▶ STATED EXERCISE:
Rewrite the records from the line with "Guideline: mark the bitcoin" up to and including the line with "[[251, 500]]", and only those lines. Keep each request as it is, but multiply every point coordinate in the answers by 0.35 and round to whole numbers, with halves rounding up.
MATERIAL FOR THIS TASK start
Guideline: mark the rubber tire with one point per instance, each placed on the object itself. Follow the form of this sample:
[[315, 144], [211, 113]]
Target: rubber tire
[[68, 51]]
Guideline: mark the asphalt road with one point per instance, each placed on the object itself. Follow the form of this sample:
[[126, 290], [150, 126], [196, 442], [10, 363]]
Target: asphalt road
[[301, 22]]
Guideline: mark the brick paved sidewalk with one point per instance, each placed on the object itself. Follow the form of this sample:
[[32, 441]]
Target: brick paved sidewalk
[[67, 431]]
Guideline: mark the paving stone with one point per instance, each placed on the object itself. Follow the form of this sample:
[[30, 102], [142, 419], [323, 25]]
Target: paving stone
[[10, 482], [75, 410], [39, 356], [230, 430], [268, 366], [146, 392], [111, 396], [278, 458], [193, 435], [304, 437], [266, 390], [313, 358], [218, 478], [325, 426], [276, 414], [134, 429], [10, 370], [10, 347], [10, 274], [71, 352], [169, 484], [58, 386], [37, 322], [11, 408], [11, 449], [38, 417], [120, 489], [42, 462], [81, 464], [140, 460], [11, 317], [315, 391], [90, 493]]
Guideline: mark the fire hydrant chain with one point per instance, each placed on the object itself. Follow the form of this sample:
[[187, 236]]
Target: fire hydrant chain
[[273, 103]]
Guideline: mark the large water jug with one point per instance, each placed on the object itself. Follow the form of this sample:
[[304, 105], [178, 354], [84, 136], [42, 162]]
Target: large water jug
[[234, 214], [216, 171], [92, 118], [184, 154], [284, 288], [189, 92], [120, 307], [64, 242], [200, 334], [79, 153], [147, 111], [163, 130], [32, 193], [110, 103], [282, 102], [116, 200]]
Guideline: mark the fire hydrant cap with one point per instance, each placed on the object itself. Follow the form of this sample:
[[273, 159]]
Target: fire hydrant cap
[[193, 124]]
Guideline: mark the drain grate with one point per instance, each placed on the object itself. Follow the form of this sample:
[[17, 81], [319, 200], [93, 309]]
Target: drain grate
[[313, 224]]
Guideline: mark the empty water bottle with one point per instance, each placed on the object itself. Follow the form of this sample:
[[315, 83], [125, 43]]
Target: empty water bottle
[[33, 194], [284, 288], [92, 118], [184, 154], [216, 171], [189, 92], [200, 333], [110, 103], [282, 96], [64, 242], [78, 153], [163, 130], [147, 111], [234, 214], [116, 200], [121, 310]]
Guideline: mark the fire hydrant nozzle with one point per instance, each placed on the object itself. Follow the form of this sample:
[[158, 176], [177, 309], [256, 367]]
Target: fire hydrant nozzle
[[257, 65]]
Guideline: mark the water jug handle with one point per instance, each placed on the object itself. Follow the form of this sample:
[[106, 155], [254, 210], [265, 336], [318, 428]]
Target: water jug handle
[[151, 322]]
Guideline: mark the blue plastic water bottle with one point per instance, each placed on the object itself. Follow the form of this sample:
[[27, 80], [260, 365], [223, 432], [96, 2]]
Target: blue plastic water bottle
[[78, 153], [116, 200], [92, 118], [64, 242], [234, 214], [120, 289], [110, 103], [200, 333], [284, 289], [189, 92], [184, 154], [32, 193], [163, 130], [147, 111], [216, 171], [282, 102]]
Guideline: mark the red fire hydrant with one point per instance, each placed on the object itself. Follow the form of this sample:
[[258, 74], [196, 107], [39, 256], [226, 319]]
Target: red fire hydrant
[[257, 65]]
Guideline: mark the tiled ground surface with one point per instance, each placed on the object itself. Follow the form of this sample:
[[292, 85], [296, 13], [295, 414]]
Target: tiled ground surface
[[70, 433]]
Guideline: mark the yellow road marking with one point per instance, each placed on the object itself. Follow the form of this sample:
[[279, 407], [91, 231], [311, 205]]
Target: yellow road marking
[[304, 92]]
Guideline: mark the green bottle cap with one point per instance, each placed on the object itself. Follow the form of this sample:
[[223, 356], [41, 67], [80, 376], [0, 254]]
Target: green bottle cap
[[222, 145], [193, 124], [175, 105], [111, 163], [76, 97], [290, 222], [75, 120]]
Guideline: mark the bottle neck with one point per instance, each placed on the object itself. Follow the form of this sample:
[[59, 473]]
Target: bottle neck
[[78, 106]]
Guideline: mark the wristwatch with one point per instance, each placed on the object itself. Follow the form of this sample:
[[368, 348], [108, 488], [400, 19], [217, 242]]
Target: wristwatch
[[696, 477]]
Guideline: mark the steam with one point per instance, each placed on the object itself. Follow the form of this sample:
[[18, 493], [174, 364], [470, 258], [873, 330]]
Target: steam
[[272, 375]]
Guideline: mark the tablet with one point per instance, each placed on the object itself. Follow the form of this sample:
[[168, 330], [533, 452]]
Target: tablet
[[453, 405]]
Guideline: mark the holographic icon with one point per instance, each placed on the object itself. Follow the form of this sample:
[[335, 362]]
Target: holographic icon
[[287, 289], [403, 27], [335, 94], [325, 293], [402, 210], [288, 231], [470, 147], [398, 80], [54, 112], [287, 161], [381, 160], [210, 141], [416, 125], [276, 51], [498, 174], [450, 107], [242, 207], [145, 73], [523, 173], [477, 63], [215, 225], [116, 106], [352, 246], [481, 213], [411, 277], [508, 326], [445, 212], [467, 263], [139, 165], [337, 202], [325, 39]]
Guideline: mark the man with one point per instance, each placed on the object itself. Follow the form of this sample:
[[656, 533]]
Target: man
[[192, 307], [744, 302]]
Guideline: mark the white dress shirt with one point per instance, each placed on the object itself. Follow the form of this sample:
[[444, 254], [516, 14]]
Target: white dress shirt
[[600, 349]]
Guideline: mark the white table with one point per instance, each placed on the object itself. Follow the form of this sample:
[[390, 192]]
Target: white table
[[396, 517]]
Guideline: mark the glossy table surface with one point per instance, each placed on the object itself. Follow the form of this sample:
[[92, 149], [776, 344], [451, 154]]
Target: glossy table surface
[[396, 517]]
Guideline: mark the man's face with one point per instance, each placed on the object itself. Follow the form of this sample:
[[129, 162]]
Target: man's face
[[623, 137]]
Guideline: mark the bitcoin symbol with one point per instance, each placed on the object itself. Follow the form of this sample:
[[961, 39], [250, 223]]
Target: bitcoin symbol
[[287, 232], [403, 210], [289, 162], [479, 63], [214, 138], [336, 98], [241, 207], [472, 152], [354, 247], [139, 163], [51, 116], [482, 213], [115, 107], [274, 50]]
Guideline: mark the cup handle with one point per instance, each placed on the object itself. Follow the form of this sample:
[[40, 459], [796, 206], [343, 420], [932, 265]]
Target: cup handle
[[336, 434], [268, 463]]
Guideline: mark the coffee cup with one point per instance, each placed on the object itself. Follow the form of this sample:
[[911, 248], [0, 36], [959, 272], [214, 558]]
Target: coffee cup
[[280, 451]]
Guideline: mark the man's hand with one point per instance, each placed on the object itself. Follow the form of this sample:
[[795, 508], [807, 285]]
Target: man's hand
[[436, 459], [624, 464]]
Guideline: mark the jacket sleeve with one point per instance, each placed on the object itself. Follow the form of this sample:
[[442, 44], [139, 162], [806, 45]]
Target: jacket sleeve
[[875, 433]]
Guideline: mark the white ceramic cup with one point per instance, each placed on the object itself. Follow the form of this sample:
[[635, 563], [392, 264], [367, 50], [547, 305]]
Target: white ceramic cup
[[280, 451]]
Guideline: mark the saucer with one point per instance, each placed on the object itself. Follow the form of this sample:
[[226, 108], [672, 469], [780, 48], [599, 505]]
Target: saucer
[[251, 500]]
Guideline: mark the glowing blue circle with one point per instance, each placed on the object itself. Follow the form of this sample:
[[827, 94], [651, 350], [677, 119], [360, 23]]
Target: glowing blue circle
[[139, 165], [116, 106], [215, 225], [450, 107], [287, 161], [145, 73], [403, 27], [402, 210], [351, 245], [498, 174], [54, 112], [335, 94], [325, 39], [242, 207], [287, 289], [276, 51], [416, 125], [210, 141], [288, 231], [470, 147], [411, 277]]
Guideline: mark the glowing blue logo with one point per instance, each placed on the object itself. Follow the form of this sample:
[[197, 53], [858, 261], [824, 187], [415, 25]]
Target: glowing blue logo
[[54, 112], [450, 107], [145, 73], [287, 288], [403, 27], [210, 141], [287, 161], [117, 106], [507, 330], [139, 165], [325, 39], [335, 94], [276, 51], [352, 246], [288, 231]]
MATERIAL FOR THIS TASK end
▶ COMPLETED EXERCISE:
Guideline: mark the bitcoin symbol with one point per instance, each placed on the object itself. Follow the form of this sample:
[[961, 39], [250, 223]]
Target: bitcoin symbol
[[100, 81], [141, 74], [101, 57], [168, 22], [75, 48], [118, 34], [84, 72], [165, 53], [124, 86], [49, 57], [18, 41], [169, 75], [40, 37], [96, 18]]
Guideline: mark the cup handle with one point per instance, each placed on the object itself. Follow the form of this sample:
[[40, 459], [796, 206], [343, 420], [932, 265]]
Target: cup handle
[[118, 152], [94, 162]]
Guideline: mark the coffee cup with one point per instance, each placed on the object itself. Follow the form of this sample:
[[911, 248], [0, 36], [959, 272], [214, 558]]
Target: coffee cup
[[98, 158]]
Guideline: mark the man's hand with one point per instance, each placed on the object itself. Follow the form of this sample:
[[795, 508], [807, 285]]
Target: man's hand
[[153, 161], [218, 162]]
Guideline: mark the jacket sleeve with one point per instance, each placed on the object itself. Follow the form of this sample:
[[442, 44], [139, 162], [806, 45]]
Target: jacket sleeve
[[306, 152]]
Guideline: mark the white ceramic cup with one point per instance, each placed on the object itself. Follow the form of this sample:
[[635, 563], [392, 264], [367, 50], [547, 305]]
Target: white ceramic cup
[[98, 158]]
Guideline: mark the saucer with one point per instance, each placed on the object itself. Follow the form of this sample:
[[226, 108], [672, 469], [780, 48], [599, 505]]
Target: saucer
[[88, 175]]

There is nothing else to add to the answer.